PROBLEM A – In the passage on foster parenting, change "worldview" to "outlook" and write out the part starting with "Parenting and business" and going on through "of imposter syndrome.".

PASSAGE –
+ + + + + + +

280: Biz lessons from (foster) parenting

Parenting and business can feel like they’re worlds apart, but luckily there are transferable lessons! Learn more about the business lessons I’ve learned from one year of foster parenting at TaraSwiger.com/podcast280

So hey, I became a parent this year! I parented 5 kids in 12 months, not concurrently but consecutively. And in this year of parenthood, I have learned a LOT about myself, my worldview, my marriage AND my business.

Today I want to share what parenting has taught me about business.

This episode is ultra-vulnerable, because I usually talk about stuff that I know quite a bit about, that I’ve researched and experienced. Well, parenting is not really my expertise. And I’m gonna be honest – I wanted to be a parent for SO LONG that when it DID happen, but in a very nontraditional way, I still feel a little bit of imposter syndrome.

+ + + + + + +

MATERIALS PROVIDED –
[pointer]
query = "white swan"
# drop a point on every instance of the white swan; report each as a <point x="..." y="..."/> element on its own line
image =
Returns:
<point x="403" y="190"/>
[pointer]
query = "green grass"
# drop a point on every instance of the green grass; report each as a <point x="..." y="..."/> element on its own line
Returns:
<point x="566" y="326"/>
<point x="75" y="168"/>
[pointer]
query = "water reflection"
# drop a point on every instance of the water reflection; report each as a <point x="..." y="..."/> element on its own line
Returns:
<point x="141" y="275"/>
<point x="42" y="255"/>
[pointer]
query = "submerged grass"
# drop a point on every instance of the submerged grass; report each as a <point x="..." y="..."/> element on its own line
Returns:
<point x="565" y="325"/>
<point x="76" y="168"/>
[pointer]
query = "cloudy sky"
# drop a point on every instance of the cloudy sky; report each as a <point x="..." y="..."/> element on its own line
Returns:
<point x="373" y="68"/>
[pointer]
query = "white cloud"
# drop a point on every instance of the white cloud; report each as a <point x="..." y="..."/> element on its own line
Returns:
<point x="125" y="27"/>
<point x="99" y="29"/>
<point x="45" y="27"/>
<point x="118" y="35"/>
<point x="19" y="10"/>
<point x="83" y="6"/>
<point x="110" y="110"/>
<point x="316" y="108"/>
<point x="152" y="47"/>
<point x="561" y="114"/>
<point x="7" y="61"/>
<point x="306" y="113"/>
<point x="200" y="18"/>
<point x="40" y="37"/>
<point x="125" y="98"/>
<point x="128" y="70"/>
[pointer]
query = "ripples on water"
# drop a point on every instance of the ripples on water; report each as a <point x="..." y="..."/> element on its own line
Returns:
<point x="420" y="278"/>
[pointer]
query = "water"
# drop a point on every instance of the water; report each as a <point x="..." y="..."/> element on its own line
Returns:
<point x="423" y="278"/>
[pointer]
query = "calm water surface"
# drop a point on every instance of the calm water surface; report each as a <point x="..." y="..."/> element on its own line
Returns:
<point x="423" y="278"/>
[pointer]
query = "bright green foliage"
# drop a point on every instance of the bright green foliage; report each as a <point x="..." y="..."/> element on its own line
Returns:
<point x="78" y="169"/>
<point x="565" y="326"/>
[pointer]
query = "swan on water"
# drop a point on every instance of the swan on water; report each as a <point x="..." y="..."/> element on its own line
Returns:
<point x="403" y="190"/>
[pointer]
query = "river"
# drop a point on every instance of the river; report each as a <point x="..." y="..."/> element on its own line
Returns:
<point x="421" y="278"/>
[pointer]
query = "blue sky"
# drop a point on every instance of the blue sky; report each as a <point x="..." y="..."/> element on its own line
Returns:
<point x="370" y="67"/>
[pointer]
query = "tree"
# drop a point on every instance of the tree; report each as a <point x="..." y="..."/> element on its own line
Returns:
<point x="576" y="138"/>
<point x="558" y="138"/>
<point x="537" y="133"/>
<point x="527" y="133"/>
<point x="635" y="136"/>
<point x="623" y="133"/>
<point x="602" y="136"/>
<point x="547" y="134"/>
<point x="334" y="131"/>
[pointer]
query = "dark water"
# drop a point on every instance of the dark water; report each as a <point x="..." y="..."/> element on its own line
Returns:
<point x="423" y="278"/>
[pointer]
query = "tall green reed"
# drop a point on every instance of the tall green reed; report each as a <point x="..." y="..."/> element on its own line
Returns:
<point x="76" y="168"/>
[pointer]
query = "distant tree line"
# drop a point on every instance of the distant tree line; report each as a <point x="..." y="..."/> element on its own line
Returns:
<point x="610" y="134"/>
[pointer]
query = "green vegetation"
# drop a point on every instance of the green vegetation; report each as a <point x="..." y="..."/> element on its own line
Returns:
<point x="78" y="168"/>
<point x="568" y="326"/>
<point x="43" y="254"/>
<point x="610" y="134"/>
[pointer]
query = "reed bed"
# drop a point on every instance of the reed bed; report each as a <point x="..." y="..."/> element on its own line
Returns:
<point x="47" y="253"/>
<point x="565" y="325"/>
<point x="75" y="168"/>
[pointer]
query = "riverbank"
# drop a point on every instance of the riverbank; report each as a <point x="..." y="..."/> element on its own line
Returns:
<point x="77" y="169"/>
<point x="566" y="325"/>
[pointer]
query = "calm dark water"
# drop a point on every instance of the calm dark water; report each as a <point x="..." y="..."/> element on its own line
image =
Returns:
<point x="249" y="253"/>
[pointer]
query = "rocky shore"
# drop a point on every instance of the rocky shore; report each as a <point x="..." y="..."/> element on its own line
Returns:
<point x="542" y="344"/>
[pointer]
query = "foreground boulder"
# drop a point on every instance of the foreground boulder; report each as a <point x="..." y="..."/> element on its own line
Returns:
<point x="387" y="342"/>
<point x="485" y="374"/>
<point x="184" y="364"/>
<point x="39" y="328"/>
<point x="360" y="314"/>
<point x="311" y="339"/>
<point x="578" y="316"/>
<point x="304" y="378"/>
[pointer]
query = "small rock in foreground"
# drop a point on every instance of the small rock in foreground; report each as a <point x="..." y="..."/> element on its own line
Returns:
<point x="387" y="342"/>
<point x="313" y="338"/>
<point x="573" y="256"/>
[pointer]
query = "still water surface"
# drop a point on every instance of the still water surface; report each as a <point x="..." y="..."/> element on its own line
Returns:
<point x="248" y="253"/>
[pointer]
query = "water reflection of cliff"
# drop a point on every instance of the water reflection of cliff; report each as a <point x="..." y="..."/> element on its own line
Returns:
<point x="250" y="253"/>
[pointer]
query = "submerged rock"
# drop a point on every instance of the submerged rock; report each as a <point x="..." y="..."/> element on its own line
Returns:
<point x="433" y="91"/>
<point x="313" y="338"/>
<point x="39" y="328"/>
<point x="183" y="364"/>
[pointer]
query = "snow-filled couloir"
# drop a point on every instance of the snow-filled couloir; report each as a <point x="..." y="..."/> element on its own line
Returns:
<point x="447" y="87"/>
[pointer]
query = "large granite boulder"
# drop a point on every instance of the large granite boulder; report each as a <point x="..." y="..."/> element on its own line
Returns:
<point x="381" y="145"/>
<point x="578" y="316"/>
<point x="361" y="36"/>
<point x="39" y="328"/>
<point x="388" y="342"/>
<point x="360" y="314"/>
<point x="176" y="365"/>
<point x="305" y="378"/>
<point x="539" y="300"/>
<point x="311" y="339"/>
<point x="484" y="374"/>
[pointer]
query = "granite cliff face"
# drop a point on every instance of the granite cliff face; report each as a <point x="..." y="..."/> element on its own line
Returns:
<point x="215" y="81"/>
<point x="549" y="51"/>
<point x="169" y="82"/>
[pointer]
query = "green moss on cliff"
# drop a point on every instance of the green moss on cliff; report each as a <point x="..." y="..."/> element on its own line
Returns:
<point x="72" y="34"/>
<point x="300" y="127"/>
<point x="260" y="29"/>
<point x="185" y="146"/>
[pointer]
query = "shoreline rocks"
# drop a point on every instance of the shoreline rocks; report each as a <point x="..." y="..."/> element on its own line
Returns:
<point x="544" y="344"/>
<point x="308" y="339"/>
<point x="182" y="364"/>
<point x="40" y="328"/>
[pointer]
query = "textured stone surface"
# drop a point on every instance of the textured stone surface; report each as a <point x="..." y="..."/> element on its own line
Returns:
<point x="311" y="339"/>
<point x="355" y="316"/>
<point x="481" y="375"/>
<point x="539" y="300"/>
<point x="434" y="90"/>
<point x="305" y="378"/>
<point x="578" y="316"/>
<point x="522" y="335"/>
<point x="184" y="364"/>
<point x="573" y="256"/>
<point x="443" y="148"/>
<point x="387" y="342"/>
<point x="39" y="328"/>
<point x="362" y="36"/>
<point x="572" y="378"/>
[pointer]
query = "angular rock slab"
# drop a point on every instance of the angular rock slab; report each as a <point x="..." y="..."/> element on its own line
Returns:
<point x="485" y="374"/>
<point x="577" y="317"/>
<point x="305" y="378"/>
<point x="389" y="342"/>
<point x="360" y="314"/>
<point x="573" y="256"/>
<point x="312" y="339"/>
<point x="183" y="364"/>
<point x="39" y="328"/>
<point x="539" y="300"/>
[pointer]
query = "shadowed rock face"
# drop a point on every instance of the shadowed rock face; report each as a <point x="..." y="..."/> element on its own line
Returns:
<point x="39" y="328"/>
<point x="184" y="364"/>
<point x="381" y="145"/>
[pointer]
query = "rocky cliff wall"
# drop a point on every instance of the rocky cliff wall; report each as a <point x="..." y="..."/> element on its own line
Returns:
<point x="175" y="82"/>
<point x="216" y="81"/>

+ + + + + + +

PROBLEM B – Extract every line of the records that contains the string "filled". Case counts.

EXERCISE RESPONSE A –
Parenting and business can feel like they’re worlds apart, but luckily there are transferable lessons! Learn more about the business lessons I’ve learned from one year of foster parenting at TaraSwiger.com/podcast280

So hey, I became a parent this year! I parented 5 kids in 12 months, not concurrently but consecutively. And in this year of parenthood, I have learned a LOT about myself, my outlook, my marriage AND my business.

Today I want to share what parenting has taught me about business.

This episode is ultra-vulnerable, because I usually talk about stuff that I know quite a bit about, that I’ve researched and experienced. Well, parenting is not really my expertise. And I’m gonna be honest – I wanted to be a parent for SO LONG that when it DID happen, but in a very nontraditional way, I still feel a little bit of imposter syndrome.

EXERCISE RESPONSE B –
query = "snow-filled couloir"
# drop a point on every instance of the snow-filled couloir; report each as a <point x="..." y="..."/> element on its own line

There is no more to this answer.